The answer must consist of the listing, reproduced exactly.
· · · · · · ·
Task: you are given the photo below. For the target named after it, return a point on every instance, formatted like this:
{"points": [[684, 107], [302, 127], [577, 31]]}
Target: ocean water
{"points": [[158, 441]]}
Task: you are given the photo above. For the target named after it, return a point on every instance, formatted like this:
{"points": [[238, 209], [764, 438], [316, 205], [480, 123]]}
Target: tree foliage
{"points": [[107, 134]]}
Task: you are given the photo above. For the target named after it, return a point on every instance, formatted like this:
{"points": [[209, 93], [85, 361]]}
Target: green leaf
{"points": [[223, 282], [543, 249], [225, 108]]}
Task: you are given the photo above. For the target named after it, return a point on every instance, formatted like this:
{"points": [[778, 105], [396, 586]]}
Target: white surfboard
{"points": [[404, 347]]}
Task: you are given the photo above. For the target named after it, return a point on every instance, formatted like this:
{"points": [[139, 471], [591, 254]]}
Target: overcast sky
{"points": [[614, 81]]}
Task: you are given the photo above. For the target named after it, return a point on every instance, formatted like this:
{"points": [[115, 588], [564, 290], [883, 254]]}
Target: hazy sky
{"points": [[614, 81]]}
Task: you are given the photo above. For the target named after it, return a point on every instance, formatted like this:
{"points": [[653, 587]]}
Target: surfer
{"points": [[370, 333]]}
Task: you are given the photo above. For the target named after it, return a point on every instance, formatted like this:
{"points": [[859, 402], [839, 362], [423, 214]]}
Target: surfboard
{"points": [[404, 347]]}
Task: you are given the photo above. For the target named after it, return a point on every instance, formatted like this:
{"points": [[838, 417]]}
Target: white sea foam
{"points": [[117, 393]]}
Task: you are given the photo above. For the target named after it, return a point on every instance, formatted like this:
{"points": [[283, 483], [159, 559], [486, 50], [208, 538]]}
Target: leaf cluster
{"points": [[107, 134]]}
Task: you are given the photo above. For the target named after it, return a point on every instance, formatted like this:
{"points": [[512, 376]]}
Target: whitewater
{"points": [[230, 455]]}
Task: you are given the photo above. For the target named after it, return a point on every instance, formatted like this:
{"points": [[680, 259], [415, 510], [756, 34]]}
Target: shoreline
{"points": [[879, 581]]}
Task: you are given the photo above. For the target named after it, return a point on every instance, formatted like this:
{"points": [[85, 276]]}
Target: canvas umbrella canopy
· · · · · · ·
> _Response_:
Task: you are given the photo below. For the target named after it, return a point on every instance, formatted like this:
{"points": [[684, 107], [302, 127], [577, 31]]}
Target: ocean water
{"points": [[158, 441]]}
Task: you are given the photo above. For the target named after it, return a point on every instance, formatted like this:
{"points": [[238, 209], [764, 438], [316, 205], [480, 123]]}
Target: tree foliage
{"points": [[107, 134]]}
Task: you are given the photo above. For the target named after it, return a point on every instance, formatted like this:
{"points": [[209, 93], [85, 361]]}
Target: green leaf
{"points": [[223, 282], [543, 249], [225, 108]]}
Task: you are given the photo above. For the target named after it, return a point on every instance, formatted like this:
{"points": [[778, 105], [396, 586]]}
Target: white surfboard
{"points": [[404, 347]]}
Task: you are given the photo above. For the target named after it, return a point on every instance, formatted like this:
{"points": [[139, 471], [591, 254]]}
Target: overcast sky
{"points": [[614, 81]]}
Task: you are given the photo above. For the target named after it, return a point on every instance, formatted like this:
{"points": [[115, 588], [564, 290], [883, 254]]}
Target: hazy sky
{"points": [[614, 81]]}
Task: you are given the photo above. For the target named after it, return a point on every instance, formatted like this:
{"points": [[653, 587]]}
Target: surfer
{"points": [[370, 333]]}
Task: you are given the photo above. For the target named after it, return a point on every instance, formatted like this:
{"points": [[859, 402], [839, 362], [423, 214]]}
Target: surfboard
{"points": [[404, 347]]}
Task: you are given the photo above. For the target named after it, return a point on every instance, formatted like this:
{"points": [[838, 417]]}
Target: white sea foam
{"points": [[117, 393]]}
Task: you are given the photo above. For the target named after it, return a point on every instance, formatted like this:
{"points": [[283, 483], [159, 559], [486, 50], [208, 538]]}
Target: leaf cluster
{"points": [[107, 134]]}
Task: you are given the photo above. For the target named after it, return a point on every instance, formatted like this:
{"points": [[512, 376]]}
Target: whitewater
{"points": [[230, 455]]}
Task: you are given the photo above. For the target named after it, return a point on every instance, formatted like this:
{"points": [[680, 259], [415, 510], [756, 34]]}
Target: shoreline
{"points": [[879, 581]]}
Task: you are given the photo above. For the target named after it, return a point on every instance, formatted like this:
{"points": [[85, 276]]}
Target: canvas umbrella canopy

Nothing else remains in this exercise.